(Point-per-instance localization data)
□ □ □ □ □ □ □

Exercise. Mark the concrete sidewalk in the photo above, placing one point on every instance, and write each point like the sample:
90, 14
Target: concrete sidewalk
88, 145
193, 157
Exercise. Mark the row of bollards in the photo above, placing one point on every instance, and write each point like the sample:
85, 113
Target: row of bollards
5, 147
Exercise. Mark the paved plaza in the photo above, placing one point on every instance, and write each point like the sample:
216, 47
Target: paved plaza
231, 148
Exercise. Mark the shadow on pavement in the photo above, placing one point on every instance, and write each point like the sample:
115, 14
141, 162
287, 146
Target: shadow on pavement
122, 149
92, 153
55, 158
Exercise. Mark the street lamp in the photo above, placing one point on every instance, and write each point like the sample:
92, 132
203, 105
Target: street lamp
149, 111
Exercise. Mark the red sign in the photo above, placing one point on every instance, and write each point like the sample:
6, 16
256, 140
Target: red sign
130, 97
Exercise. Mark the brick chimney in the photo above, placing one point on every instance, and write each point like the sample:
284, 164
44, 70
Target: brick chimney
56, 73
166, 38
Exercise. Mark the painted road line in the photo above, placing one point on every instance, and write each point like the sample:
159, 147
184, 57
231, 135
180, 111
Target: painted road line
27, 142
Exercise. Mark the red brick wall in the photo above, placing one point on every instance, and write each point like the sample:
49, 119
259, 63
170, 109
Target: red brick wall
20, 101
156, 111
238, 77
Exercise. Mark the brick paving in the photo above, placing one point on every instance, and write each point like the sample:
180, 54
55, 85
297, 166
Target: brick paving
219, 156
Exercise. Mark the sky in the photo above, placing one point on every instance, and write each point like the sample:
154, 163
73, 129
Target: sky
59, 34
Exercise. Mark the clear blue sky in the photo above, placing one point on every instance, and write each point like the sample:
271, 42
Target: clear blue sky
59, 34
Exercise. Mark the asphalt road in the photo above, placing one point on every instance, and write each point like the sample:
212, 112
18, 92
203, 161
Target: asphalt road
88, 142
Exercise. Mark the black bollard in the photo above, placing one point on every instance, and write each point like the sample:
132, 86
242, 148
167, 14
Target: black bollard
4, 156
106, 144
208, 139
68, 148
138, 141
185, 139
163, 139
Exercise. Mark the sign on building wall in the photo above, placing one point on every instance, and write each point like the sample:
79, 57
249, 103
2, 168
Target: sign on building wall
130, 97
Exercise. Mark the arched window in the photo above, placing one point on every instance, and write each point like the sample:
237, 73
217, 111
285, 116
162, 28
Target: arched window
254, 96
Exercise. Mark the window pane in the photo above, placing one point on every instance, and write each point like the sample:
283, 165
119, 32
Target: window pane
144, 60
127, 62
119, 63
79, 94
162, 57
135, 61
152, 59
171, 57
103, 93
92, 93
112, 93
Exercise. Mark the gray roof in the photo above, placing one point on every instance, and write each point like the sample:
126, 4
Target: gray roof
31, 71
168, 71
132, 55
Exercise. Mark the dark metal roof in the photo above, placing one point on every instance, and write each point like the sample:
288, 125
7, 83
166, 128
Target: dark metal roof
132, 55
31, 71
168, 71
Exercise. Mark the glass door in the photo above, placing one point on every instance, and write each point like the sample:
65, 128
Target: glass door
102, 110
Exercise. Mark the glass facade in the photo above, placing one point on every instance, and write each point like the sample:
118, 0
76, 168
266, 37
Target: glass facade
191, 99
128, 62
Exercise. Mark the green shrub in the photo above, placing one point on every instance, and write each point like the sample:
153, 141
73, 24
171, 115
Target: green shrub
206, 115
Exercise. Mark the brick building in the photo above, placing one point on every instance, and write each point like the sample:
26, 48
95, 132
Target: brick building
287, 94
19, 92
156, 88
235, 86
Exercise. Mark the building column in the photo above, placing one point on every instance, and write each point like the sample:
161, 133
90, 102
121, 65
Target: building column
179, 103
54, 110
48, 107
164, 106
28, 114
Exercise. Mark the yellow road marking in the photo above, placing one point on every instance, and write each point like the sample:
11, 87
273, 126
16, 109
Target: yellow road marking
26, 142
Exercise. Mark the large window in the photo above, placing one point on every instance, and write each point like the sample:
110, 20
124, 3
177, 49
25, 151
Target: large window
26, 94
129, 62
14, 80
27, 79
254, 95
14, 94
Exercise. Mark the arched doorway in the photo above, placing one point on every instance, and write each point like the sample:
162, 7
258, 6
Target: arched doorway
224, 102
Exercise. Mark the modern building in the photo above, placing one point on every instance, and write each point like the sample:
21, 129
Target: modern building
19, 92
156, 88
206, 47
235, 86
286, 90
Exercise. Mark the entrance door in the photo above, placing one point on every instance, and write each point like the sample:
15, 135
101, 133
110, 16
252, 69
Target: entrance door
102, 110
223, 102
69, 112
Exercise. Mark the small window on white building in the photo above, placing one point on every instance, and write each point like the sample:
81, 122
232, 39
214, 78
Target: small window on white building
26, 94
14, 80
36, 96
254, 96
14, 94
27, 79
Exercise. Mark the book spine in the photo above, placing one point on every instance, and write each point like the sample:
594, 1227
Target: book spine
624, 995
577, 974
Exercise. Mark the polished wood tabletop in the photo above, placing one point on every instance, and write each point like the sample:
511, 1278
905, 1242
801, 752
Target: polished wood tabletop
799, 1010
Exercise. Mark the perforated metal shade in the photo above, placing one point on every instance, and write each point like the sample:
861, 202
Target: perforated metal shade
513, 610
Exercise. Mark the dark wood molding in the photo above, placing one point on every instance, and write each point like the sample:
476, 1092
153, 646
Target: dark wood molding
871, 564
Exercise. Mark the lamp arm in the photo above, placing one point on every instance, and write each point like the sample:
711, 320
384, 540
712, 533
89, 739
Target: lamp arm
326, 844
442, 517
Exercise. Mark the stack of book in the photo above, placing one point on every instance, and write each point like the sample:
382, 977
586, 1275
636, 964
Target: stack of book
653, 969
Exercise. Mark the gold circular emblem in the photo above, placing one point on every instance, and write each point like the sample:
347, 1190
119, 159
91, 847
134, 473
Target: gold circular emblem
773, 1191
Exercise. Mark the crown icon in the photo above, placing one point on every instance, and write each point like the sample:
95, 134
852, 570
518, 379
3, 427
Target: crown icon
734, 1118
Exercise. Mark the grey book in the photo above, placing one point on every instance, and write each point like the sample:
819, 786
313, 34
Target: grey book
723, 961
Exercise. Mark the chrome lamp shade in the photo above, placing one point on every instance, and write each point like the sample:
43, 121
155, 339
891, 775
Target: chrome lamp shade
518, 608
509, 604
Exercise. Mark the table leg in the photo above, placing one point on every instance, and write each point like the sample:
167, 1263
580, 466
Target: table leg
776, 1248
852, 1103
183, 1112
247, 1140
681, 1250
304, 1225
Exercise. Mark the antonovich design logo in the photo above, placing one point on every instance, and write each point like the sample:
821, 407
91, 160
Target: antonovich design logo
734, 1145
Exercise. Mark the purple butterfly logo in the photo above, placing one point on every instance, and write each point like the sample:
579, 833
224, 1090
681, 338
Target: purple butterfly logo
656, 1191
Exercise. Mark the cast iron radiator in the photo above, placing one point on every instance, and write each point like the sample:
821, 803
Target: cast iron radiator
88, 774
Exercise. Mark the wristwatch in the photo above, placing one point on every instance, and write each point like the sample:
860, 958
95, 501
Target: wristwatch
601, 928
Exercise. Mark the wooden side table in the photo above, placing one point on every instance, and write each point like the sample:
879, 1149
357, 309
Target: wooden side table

□ □ □ □ □ □ □

### About this exercise
Each of the records is to be repeated word for word.

### Task result
Exercise. Mark the concrete sidewalk in the photo above, placing one point on every instance, and write each point like the sample:
90, 14
Target: concrete sidewalk
88, 145
193, 157
Exercise. Mark the row of bollards in the photo above, placing one point on every instance, and write each point like the sample:
85, 113
Target: row of bollards
5, 147
Exercise. Mark the paved plaza in the photo above, placing one point on every instance, and write each point like the sample:
216, 47
Target: paved plaza
231, 148
Exercise. Mark the shadow on pavement in the photo above, placing one point on every instance, and write each point like the sample:
115, 14
141, 162
287, 146
Target: shadow on pavement
122, 149
92, 153
55, 158
Exercise. Mark the street lamp in the photo above, placing one point on every instance, and write each point like the sample:
92, 132
203, 105
Target: street lamp
149, 111
Exercise. Mark the red sign in the photo above, placing one point on every instance, and write each point like the sample:
6, 16
256, 140
Target: red sign
130, 97
Exercise. Mark the brick chimney in the photo above, placing one point on every instance, and write each point like the sample:
284, 164
44, 70
Target: brick chimney
56, 73
166, 38
Exercise. Mark the painted road line in the photo above, placing one point on every instance, and write each point like the sample:
159, 147
184, 57
231, 135
180, 111
Target: painted road line
27, 142
Exercise. Mark the red brick wall in the photo above, placing one point on every instance, and write each point like the sample:
49, 119
259, 63
170, 109
Target: red brick wall
20, 101
156, 111
238, 77
Exercise. Mark the brick paving in the photo above, placing one point on every instance, and write each point like the sample:
180, 54
55, 85
297, 166
Target: brick paving
219, 156
Exercise. Mark the sky in the photo above, placing one point on every instance, and write each point like the sample:
154, 163
73, 129
Target: sky
59, 34
Exercise. Mark the clear blue sky in the photo above, placing one point on every instance, and write each point like the sample:
271, 42
Target: clear blue sky
59, 34
Exercise. Mark the asphalt road in the photo above, placing one point on every instance, and write each point like the sample:
212, 112
18, 92
203, 161
Target: asphalt road
88, 142
Exercise. Mark the black bollard in the photo above, placing one point on every instance, and write each point like the sample:
132, 86
242, 148
167, 14
Target: black bollard
4, 156
106, 144
208, 139
68, 148
138, 141
185, 139
163, 139
Exercise. Mark the sign on building wall in the photo above, placing one point on every instance, and write each point like the sample:
79, 57
249, 103
2, 168
Target: sign on building wall
130, 97
Exercise. Mark the arched window in the photo above, placing one point on every instance, and write each point like the sample:
237, 73
217, 111
285, 116
162, 28
Target: arched window
254, 96
Exercise. Mark the window pane in the photo above, placing one point on every instance, and write each point like the sample:
283, 165
119, 32
Target: window pane
144, 60
127, 62
119, 63
79, 94
162, 57
135, 61
152, 59
171, 57
103, 93
92, 93
112, 93
Exercise. Mark the gray roof in the photo above, placing one point on every instance, and write each point like the sample:
126, 4
Target: gray roof
31, 71
168, 71
132, 55
Exercise. Mark the dark metal roof in the photo above, placing one point on every instance, and write each point like the sample:
288, 125
7, 83
166, 128
Target: dark metal roof
132, 55
31, 71
168, 71
Exercise. Mark the glass door in the photo above, placing one point on every instance, and write each point like the sample:
65, 128
Target: glass door
102, 110
Exercise. Mark the glass facade in the photo above, placing one point on every instance, and write each point like the sample:
118, 0
76, 168
266, 37
Target: glass facade
191, 99
128, 62
Exercise. Mark the green shrub in the photo above, placing one point on every instance, and write each point like the sample:
153, 141
73, 24
171, 115
Target: green shrub
206, 115
Exercise. Mark the brick building in the photo above, placing one point on every instance, and write each point like the sample:
26, 48
95, 132
Target: brick building
287, 94
19, 92
156, 88
235, 86
Exercise. Mark the building column in the photo above, placing one point on every instance, and write each point like the sample:
161, 133
90, 102
121, 65
Target: building column
179, 103
54, 110
48, 107
164, 106
28, 114
Exercise. Mark the yellow road marking in the photo above, placing one point on every instance, and write each point like the sample:
11, 87
273, 126
16, 109
Target: yellow road marking
26, 142
Exercise. Mark the large window in the photo above, placing one point on every instance, and write each point like the sample:
110, 20
124, 3
177, 49
25, 151
Target: large window
26, 94
129, 62
14, 80
27, 79
254, 95
14, 94
Exercise. Mark the arched doorway in the photo above, placing one point on every instance, and write each point like the sample:
162, 7
258, 6
Target: arched doorway
224, 102
Exercise. Mark the modern building in the photo above, placing one point on every instance, and write each point like the sample:
21, 129
Target: modern building
19, 92
156, 88
206, 47
235, 86
286, 90
Exercise. Mark the entrance door in the photo above, placing one point on every instance, and write each point like the sample:
15, 135
101, 133
110, 16
252, 69
Target: entrance door
102, 110
223, 102
69, 112
Exercise. Mark the small window on white building in the photo above, placing one point on every instance, and write each point like the sample:
81, 122
232, 39
214, 78
Target: small window on white building
26, 94
14, 80
36, 96
254, 96
14, 94
27, 79
Exercise. Mark the book spine in the photo above, placing one point on every instance, and write each point like the sample:
594, 1227
Target: book spine
624, 995
577, 974
Exercise. Mark the polished wood tabletop in the photo above, placing one point on every instance, and write each point like the sample:
511, 1278
905, 1242
801, 752
Target: polished wood tabletop
799, 1010
Exercise. Mark the perforated metal shade in the photo above, placing one point on every instance, and write each point like the sample:
861, 202
Target: perforated metal shade
513, 610
Exercise. Mark the dark wood molding in the photo above, placing one point on every instance, and write each point like the sample:
476, 1092
153, 646
Target: dark wood molding
871, 564
Exercise. Mark the lamp arm in the photo above, placing one point on every instance, and write each point like the sample:
711, 320
384, 540
712, 533
89, 739
Target: lamp arm
326, 844
442, 517
Exercise. Mark the stack of book in the photo above, placing one point on every instance, and write each point like the sample:
382, 977
586, 1275
636, 964
Target: stack of book
653, 969
Exercise. Mark the gold circular emblem in the photo above, placing one point on every instance, and write each point like the sample:
347, 1190
119, 159
91, 847
134, 473
Target: gold circular emblem
773, 1191
Exercise. Mark the crown icon in the photo above, placing one point on every instance, and write each point like the sample:
95, 134
852, 570
518, 379
3, 427
Target: crown icon
734, 1118
Exercise. Mark the grey book in the photo above, placing one point on every instance, and write each point like the sample:
819, 786
313, 34
Target: grey book
723, 961
Exercise. Mark the chrome lamp shade in the photo above, placing one point on every instance, and write each point like the sample:
43, 121
155, 339
891, 775
Target: chrome lamp shade
518, 608
509, 604
Exercise. Mark the table leg in the photo above, placing one point on every instance, and write each point like the sample:
167, 1263
580, 466
Target: table leg
776, 1248
852, 1103
183, 1112
247, 1140
681, 1250
304, 1225
Exercise. Mark the antonovich design logo in the photo above, placing one point on every instance, and write each point like the sample:
821, 407
91, 160
Target: antonovich design logo
734, 1145
Exercise. Mark the purple butterfly logo in the photo above, placing one point on every instance, and write each point like the sample:
579, 833
224, 1090
681, 338
Target: purple butterfly logo
656, 1191
Exercise. Mark the cast iron radiator in the photo above, placing one point on every instance, and write each point like the sample:
821, 803
Target: cast iron radiator
88, 774
Exercise. Mark the wristwatch in the photo above, placing one point on every instance, and write each point like the sample:
860, 958
95, 501
Target: wristwatch
601, 928
Exercise. Mark the wooden side table in the photo above, placing one point on every instance, and write each point like the sample:
879, 1149
357, 309
Target: wooden side table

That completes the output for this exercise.